[Collected data]
▬▬▬

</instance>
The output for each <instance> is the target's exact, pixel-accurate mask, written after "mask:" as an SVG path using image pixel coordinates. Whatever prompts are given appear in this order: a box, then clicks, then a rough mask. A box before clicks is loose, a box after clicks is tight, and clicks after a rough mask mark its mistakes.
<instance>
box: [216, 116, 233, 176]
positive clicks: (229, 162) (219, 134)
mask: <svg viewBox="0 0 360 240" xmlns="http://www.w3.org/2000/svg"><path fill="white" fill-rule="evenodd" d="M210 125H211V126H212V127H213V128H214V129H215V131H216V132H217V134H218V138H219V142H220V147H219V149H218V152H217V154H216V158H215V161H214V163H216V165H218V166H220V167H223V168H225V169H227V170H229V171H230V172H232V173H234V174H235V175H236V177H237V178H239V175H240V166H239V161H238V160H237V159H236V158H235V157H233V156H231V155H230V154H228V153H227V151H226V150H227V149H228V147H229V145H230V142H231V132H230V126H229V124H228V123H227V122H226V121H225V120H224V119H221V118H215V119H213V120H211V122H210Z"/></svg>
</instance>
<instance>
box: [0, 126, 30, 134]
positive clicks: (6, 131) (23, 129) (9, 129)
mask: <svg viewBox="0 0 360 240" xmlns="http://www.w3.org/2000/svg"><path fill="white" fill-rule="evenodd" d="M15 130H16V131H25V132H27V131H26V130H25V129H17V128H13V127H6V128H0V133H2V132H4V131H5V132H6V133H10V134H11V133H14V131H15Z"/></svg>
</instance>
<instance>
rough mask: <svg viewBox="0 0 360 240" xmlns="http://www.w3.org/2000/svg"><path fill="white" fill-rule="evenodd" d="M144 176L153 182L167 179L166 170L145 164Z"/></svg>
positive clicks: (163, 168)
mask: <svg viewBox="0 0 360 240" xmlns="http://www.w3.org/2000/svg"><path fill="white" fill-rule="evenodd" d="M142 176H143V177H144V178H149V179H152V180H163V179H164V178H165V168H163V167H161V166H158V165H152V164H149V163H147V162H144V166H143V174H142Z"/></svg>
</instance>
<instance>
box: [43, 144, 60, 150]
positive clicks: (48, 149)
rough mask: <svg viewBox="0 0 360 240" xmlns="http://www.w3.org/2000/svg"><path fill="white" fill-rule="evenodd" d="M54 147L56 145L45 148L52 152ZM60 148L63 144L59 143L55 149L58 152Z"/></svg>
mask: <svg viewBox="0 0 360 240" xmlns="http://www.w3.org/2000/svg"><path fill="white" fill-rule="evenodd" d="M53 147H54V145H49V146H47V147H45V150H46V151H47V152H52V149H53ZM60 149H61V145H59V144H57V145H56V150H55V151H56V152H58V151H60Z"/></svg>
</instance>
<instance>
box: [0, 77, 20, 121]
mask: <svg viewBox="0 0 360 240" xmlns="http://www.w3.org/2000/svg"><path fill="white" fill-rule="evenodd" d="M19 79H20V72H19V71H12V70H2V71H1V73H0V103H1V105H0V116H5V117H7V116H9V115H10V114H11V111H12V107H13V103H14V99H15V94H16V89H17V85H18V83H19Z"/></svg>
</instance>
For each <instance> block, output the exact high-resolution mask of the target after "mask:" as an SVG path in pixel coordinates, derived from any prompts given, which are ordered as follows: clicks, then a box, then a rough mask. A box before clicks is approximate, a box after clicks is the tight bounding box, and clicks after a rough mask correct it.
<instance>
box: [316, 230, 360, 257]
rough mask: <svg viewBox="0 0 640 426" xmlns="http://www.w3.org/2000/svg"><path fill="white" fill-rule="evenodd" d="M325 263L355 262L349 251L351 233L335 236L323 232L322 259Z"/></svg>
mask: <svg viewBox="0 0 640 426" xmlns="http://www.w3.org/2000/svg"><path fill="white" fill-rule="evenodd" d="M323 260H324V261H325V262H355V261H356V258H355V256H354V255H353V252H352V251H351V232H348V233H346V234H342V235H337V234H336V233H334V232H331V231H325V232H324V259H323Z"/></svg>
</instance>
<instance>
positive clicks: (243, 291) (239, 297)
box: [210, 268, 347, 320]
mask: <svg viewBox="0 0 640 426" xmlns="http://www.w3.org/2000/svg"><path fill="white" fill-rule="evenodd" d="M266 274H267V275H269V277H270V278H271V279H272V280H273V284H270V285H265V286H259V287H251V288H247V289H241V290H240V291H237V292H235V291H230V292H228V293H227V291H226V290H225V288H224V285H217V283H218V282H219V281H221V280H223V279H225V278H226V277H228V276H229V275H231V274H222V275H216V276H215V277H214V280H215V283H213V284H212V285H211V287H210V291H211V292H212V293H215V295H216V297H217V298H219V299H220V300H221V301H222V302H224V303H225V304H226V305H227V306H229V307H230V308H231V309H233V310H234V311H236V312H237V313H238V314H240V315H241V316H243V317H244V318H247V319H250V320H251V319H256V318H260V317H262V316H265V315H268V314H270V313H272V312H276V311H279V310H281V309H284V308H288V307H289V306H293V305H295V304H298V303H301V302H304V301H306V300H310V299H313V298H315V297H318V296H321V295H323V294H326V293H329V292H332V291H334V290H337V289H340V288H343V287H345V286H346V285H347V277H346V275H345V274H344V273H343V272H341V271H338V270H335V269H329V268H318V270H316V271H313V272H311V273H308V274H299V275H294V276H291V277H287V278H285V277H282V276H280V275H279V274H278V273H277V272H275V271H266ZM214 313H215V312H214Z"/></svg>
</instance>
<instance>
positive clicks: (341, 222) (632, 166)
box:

▬▬▬

Recast the rows above as a JSON list of strings, with one string for each line and no blank lines.

__OUTPUT__
[
  "</instance>",
  "The output for each <instance> is the target's exact, pixel-accurate mask, written after \"mask:\" as an SVG path using image pixel coordinates. Whatever prompts are given appear in this order: a box, then clicks, then a rough mask. A box before clicks is loose, a box after clicks is tight, and clicks after a rough mask mark its mistakes.",
  "<instance>",
  "box: [216, 116, 233, 176]",
  "positive clicks: (229, 162) (219, 134)",
  "mask: <svg viewBox=\"0 0 360 240\" xmlns=\"http://www.w3.org/2000/svg\"><path fill=\"white\" fill-rule=\"evenodd\" d=\"M210 125H211V126H212V127H213V128H214V129H215V131H216V132H217V134H218V138H219V142H220V147H219V149H218V152H217V154H216V158H215V161H214V163H216V165H218V166H220V167H223V168H225V169H227V170H229V171H230V172H232V173H234V174H235V175H236V177H237V178H239V175H240V166H239V161H238V160H237V159H236V158H235V157H233V156H231V155H230V154H228V153H227V151H226V150H227V149H228V147H229V145H230V142H231V132H230V126H229V124H228V123H227V122H226V121H225V120H224V119H221V118H215V119H213V120H211V122H210Z\"/></svg>",
  "</instance>",
  "<instance>",
  "box: [0, 126, 30, 134]",
  "positive clicks: (6, 131) (23, 129) (9, 129)",
  "mask: <svg viewBox=\"0 0 360 240\" xmlns=\"http://www.w3.org/2000/svg\"><path fill=\"white\" fill-rule=\"evenodd\" d=\"M15 130H16V131H25V132H27V131H26V130H25V129H17V128H13V127H6V128H0V133H2V132H4V131H5V132H6V133H10V134H11V133H14V131H15Z\"/></svg>",
  "</instance>",
  "<instance>",
  "rough mask: <svg viewBox=\"0 0 360 240\" xmlns=\"http://www.w3.org/2000/svg\"><path fill=\"white\" fill-rule=\"evenodd\" d=\"M144 176L153 182L167 179L166 170L145 164Z\"/></svg>",
  "positive clicks: (163, 168)",
  "mask: <svg viewBox=\"0 0 360 240\" xmlns=\"http://www.w3.org/2000/svg\"><path fill=\"white\" fill-rule=\"evenodd\" d=\"M142 176H143V177H144V178H149V179H152V180H163V179H164V178H165V168H163V167H161V166H158V165H152V164H149V163H147V162H144V166H143V174H142Z\"/></svg>",
  "</instance>",
  "<instance>",
  "box: [43, 144, 60, 150]",
  "positive clicks: (48, 149)",
  "rough mask: <svg viewBox=\"0 0 360 240\" xmlns=\"http://www.w3.org/2000/svg\"><path fill=\"white\" fill-rule=\"evenodd\" d=\"M54 147L56 145L45 148L52 152ZM60 148L63 144L59 143L55 149L58 152Z\"/></svg>",
  "mask: <svg viewBox=\"0 0 360 240\" xmlns=\"http://www.w3.org/2000/svg\"><path fill=\"white\" fill-rule=\"evenodd\" d=\"M53 147H54V145H49V146H47V147H45V150H46V151H47V152H52V149H53ZM60 149H61V145H59V144H57V145H56V150H55V151H56V152H58V151H60Z\"/></svg>",
  "</instance>",
  "<instance>",
  "box: [0, 77, 20, 121]",
  "mask: <svg viewBox=\"0 0 360 240\" xmlns=\"http://www.w3.org/2000/svg\"><path fill=\"white\" fill-rule=\"evenodd\" d=\"M19 79H20V72H19V71H12V70H2V71H1V73H0V103H1V105H0V116H5V117H7V116H9V115H10V114H11V111H12V107H13V103H14V99H15V94H16V89H17V85H18V83H19Z\"/></svg>",
  "</instance>",
  "For each <instance> block, output the exact high-resolution mask of the target after \"mask:\" as an SVG path in pixel coordinates, derived from any prompts given, which are ordered as follows: clicks, then a box, then a rough mask. A box before clicks is approximate, a box after clicks is the tight bounding box, and clicks after a rough mask correct it.",
  "<instance>",
  "box: [316, 230, 360, 257]",
  "rough mask: <svg viewBox=\"0 0 640 426\" xmlns=\"http://www.w3.org/2000/svg\"><path fill=\"white\" fill-rule=\"evenodd\" d=\"M325 263L355 262L349 251L351 233L335 236L323 232L322 259Z\"/></svg>",
  "mask: <svg viewBox=\"0 0 640 426\" xmlns=\"http://www.w3.org/2000/svg\"><path fill=\"white\" fill-rule=\"evenodd\" d=\"M323 260H324V261H325V262H355V261H356V258H355V256H354V255H353V252H352V251H351V232H348V233H346V234H342V235H337V234H336V233H334V232H331V231H325V232H324V259H323Z\"/></svg>",
  "</instance>",
  "<instance>",
  "positive clicks: (243, 291) (239, 297)",
  "box: [210, 268, 347, 320]",
  "mask: <svg viewBox=\"0 0 640 426\" xmlns=\"http://www.w3.org/2000/svg\"><path fill=\"white\" fill-rule=\"evenodd\" d=\"M266 274H267V275H269V277H270V278H271V279H272V280H273V284H270V285H265V286H259V287H251V288H247V289H241V290H240V291H237V292H235V291H230V292H228V293H227V291H226V290H225V288H224V285H217V283H218V282H219V281H221V280H223V279H225V278H226V277H228V276H229V275H231V274H222V275H216V276H215V277H214V280H215V283H213V284H212V285H211V287H210V291H211V292H212V293H215V295H216V297H217V298H219V299H220V300H221V301H222V302H224V303H225V304H226V305H227V306H229V307H230V308H231V309H233V310H234V311H236V312H237V313H238V314H240V315H241V316H243V317H244V318H247V319H250V320H251V319H256V318H260V317H262V316H265V315H268V314H270V313H272V312H276V311H279V310H281V309H284V308H288V307H289V306H293V305H295V304H298V303H301V302H304V301H306V300H310V299H313V298H315V297H318V296H321V295H323V294H326V293H329V292H332V291H334V290H337V289H340V288H343V287H345V286H346V285H347V277H346V275H345V274H344V273H343V272H341V271H338V270H335V269H329V268H318V270H316V271H313V272H311V273H308V274H299V275H294V276H291V277H287V278H285V277H282V276H280V275H279V274H278V273H277V272H275V271H266ZM214 313H215V312H214Z\"/></svg>",
  "</instance>",
  "<instance>",
  "positive clicks: (341, 222) (632, 166)",
  "box:"
]